▶ Text section
^^^^^^^^^^^^^^^^

Why the women captured basketball's airwaves
And other loose ends at season's end, as the portal doors keep swinging.
Before they rack up the basketballs….
Even two years ago, no one would have believed the women’s Final Four would draw an average of four million more viewers than the men’s event. Not unless Leslie Nielsen was running the ratings.
But Iowa-South Carolina not only put Connecticut-Purdue in the dust, it surpassed all basketball games since 2019 and all sporting events since Game 7 of the Washington-Houston World Series of 2019. An average of 18.8 million watched the Gamecocks hold off the Caitlin Clark Five and finish an undefeated season. Five years ago, the Baylor-Notre Dame women’s final drew 3.7 million.
It must be pointed out that the women’s game was on ABC and the men’s Final Four was on TBS on the Turner Sports Networks, not CBS. For reference, the 2017 men’s final between North Carolina and Gonzaga drew seven more million viewers on CBS than the 2018 final between Villanova and Michigan on Turner. That makes a difference, as well as the archaic 9:20 EDT tipoff time Monday night.
But let’s not kid ourselves. Something’s happening here, and it’s very clear. The women’s game has been gaining ground rapidly before our very eyes, and beneath the gaze of the diminished media.
Perhaps you’ve noticed teenagers who can tick off the starting grid for Manchester City and have no idea who plays for the New York Yankees. Our sporting tastes are fluid. Baseball, boxing and horse racing dominated the scene in the 50s and 60s. Track and field was a major preoccupation even in non-Olympic years, if you remember Sports Illustrated covers that featured Jim Ryun and Bob Seagren. Although baseball still has deep roots and has started to rally with its recent rules changes, those sports have plummeted. Soccer, mixed martial arts and women’s basketball and volleyball, along with e-sports, have risen.

^^^^^^^^^^^^^^^^

[Stored data entries]

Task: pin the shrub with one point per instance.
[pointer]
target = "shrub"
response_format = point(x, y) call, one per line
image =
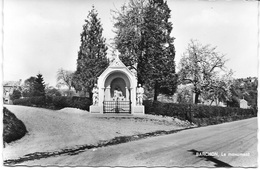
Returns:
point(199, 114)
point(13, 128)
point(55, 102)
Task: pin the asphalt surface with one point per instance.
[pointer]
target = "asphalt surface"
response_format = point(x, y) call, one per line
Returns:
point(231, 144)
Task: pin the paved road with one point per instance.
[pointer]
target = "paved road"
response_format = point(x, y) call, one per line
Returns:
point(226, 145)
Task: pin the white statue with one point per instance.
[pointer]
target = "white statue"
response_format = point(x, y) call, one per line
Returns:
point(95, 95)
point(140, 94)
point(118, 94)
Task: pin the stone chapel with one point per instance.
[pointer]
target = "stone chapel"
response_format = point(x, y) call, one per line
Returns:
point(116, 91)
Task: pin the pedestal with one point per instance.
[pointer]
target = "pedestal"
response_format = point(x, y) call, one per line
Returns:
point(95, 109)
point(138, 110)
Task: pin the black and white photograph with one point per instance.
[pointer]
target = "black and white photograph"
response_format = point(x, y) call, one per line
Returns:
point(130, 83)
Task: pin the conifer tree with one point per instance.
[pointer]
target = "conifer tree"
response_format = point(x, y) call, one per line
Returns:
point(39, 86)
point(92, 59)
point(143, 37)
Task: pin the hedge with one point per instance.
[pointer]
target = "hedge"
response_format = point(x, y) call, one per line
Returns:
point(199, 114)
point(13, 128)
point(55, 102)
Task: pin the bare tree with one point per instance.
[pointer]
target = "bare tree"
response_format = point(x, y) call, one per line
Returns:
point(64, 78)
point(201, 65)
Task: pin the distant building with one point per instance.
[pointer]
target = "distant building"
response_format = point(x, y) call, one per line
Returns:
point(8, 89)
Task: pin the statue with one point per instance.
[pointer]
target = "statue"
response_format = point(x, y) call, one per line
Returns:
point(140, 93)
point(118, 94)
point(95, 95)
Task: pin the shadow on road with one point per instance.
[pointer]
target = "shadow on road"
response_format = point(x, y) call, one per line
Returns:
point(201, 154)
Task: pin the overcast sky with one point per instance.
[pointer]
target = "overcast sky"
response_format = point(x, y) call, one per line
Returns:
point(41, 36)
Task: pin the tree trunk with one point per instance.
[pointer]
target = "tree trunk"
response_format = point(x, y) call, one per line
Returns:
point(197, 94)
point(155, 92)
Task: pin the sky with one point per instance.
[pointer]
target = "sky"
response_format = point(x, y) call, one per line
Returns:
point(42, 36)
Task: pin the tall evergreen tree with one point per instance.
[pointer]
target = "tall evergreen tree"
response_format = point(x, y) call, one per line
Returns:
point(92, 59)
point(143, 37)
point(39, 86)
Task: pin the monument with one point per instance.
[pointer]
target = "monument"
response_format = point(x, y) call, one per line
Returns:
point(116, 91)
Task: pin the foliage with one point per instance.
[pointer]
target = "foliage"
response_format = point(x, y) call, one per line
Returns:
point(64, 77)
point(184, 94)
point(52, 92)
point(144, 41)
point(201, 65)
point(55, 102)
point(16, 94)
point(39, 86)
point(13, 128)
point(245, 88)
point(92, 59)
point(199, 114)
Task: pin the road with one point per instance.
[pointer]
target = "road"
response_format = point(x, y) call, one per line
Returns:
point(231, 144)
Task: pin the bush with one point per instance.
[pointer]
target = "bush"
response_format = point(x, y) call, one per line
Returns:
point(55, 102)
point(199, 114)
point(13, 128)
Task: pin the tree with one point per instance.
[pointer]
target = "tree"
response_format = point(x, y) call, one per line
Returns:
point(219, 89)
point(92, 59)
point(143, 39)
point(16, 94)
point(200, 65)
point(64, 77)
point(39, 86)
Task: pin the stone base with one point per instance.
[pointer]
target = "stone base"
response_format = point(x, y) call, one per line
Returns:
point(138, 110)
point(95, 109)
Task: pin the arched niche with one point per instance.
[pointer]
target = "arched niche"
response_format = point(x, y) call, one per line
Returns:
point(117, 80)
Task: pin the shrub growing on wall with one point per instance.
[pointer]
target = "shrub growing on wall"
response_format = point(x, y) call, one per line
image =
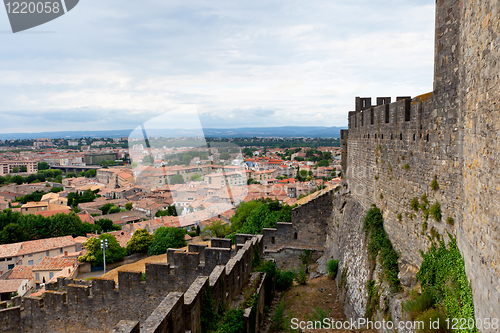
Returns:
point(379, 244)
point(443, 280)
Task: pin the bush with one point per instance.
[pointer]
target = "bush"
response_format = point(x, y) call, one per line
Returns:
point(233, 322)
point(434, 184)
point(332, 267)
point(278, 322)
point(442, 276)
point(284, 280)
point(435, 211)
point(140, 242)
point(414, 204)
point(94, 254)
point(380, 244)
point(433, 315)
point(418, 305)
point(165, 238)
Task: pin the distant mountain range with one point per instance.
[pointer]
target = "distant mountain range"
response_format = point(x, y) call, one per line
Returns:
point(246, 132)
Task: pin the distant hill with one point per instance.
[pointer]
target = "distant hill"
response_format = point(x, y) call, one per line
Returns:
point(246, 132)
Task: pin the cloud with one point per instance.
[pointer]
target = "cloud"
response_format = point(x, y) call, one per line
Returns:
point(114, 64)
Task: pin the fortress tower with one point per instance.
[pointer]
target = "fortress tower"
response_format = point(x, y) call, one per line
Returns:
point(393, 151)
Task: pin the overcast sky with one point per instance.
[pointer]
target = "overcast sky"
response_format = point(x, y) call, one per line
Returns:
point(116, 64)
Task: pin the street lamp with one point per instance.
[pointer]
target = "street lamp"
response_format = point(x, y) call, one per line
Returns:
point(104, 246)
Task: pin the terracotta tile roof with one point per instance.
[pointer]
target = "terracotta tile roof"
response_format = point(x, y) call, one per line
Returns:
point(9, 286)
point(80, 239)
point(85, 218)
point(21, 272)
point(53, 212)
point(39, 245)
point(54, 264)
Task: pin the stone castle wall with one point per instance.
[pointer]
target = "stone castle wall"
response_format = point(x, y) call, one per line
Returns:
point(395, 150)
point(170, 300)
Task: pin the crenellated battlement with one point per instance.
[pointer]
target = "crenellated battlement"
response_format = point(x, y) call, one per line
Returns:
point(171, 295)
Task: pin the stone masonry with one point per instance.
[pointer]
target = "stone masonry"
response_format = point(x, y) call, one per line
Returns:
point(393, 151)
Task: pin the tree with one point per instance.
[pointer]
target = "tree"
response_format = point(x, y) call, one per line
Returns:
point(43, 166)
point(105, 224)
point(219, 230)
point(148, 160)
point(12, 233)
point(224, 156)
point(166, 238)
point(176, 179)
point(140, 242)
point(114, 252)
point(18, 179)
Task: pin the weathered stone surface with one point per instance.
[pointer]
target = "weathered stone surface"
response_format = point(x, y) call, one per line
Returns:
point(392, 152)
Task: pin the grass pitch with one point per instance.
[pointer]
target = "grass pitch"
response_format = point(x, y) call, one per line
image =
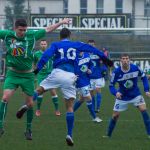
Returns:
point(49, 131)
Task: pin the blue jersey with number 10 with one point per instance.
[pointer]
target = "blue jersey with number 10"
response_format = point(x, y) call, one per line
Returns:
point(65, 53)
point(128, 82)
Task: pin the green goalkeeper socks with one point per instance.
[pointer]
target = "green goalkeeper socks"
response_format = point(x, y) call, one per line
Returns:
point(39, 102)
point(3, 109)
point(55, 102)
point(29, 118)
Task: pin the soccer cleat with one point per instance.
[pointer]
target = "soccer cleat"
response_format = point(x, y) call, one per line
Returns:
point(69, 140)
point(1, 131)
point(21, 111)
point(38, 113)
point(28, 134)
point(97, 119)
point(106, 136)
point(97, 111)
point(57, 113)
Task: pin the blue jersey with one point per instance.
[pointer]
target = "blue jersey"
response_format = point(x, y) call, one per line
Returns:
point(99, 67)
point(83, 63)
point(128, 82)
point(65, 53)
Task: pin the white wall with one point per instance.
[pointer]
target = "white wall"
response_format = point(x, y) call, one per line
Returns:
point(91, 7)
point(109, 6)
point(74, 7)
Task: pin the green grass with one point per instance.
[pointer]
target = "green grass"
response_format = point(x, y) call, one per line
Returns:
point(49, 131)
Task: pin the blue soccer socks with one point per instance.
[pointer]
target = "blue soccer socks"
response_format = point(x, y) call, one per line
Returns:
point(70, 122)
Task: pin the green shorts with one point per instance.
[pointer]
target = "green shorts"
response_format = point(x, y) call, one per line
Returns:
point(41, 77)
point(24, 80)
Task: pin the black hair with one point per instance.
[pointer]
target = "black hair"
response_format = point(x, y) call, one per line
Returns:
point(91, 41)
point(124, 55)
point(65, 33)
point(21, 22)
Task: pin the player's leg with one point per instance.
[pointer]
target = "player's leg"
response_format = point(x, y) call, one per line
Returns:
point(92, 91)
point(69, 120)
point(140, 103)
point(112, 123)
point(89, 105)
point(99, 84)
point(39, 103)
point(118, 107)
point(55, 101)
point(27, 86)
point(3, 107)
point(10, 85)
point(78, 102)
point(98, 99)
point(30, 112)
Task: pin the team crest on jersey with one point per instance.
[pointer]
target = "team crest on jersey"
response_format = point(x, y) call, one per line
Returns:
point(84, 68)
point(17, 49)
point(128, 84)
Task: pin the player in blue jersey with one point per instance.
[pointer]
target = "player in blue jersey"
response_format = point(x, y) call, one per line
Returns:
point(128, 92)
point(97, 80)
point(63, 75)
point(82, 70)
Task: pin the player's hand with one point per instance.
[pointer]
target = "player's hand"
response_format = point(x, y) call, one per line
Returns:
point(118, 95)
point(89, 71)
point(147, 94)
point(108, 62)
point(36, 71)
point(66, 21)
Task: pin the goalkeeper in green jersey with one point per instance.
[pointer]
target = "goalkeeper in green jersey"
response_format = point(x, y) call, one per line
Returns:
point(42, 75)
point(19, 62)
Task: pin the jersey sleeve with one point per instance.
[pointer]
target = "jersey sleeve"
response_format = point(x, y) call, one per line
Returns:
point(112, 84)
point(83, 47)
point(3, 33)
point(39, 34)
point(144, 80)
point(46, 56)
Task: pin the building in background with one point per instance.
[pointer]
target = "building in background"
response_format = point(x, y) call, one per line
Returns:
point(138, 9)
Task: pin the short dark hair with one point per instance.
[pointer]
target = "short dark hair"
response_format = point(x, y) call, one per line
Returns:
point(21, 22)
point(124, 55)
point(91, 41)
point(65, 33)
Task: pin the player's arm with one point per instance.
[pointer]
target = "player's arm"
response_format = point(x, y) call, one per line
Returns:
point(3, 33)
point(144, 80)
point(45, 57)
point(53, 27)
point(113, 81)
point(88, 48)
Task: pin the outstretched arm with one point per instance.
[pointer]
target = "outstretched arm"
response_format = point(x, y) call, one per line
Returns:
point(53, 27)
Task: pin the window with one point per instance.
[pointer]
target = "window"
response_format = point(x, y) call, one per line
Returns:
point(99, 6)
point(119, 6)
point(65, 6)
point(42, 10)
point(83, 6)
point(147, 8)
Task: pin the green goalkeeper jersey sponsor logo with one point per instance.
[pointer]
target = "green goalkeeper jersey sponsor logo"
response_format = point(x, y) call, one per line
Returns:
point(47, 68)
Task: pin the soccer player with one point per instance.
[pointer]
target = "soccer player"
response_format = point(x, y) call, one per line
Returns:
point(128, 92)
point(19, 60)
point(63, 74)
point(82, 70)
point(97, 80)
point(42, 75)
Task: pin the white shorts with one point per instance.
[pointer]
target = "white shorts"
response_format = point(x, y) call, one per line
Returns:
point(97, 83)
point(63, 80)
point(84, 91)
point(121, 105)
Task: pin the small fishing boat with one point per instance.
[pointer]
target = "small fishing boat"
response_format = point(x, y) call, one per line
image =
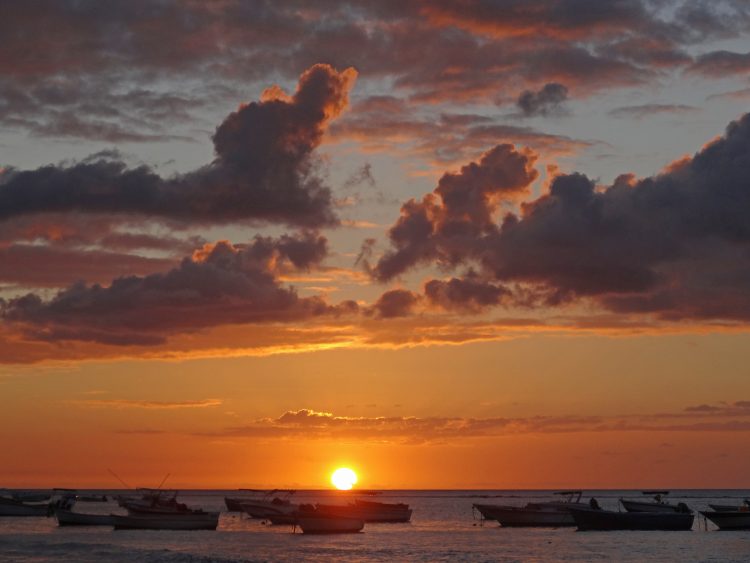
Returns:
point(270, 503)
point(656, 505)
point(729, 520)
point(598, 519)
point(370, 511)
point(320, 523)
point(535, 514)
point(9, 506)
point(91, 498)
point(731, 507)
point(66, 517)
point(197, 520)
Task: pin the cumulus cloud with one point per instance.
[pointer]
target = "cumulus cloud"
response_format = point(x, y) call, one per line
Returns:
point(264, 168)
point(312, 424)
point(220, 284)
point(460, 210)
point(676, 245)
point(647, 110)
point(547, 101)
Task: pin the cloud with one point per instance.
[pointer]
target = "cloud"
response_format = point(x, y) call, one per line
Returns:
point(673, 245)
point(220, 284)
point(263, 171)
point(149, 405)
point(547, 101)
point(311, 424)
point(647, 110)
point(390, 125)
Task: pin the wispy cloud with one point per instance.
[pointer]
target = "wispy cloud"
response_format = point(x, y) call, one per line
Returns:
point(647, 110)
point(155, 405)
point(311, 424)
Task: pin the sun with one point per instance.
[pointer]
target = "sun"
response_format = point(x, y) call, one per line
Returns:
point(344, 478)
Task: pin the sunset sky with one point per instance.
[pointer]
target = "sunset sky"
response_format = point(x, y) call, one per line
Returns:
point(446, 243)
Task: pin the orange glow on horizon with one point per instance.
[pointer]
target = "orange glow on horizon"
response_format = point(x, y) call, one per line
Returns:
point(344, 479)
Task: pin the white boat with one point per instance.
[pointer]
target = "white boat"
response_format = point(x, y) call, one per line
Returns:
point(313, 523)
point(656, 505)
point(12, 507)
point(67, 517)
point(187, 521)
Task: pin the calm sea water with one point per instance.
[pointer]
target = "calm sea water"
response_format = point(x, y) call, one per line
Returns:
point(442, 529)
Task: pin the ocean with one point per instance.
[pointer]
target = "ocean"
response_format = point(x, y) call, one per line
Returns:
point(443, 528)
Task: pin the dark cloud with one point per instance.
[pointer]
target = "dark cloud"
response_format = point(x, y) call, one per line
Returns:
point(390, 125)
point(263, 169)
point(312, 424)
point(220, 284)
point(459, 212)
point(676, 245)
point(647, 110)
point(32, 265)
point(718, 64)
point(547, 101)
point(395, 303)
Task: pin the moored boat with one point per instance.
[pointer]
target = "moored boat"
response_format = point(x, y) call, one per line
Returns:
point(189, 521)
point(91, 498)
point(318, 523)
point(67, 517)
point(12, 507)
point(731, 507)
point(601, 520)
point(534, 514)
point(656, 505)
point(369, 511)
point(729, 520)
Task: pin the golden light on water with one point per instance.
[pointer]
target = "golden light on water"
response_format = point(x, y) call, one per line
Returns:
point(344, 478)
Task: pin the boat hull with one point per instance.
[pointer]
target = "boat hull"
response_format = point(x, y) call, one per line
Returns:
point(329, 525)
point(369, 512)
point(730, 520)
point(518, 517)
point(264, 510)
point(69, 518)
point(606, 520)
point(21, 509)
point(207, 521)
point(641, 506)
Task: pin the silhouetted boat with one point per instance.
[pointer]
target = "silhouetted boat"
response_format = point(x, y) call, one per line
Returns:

^^^^^^^^^^^^^^^^

▶ Tasks
• 1. Please reproduce the basketball ratings text starting with "Why the women" and going on through "drew 3.7 million.", switching "Gamecocks" to "South Carolina players".
• 2. Render this sentence from the basketball ratings text in Spanish: "Something’s happening here, and it’s very clear."

▶ Task-by-task solutions
• 1.
Why the women captured basketball's airwaves
And other loose ends at season's end, as the portal doors keep swinging.
Before they rack up the basketballs….
Even two years ago, no one would have believed the women’s Final Four would draw an average of four million more viewers than the men’s event. Not unless Leslie Nielsen was running the ratings.
But Iowa-South Carolina not only put Connecticut-Purdue in the dust, it surpassed all basketball games since 2019 and all sporting events since Game 7 of the Washington-Houston World Series of 2019. An average of 18.8 million watched the South Carolina players hold off the Caitlin Clark Five and finish an undefeated season. Five years ago, the Baylor-Notre Dame women’s final drew 3.7 million.

• 2. Algo está pasando aquí, y está muy claro.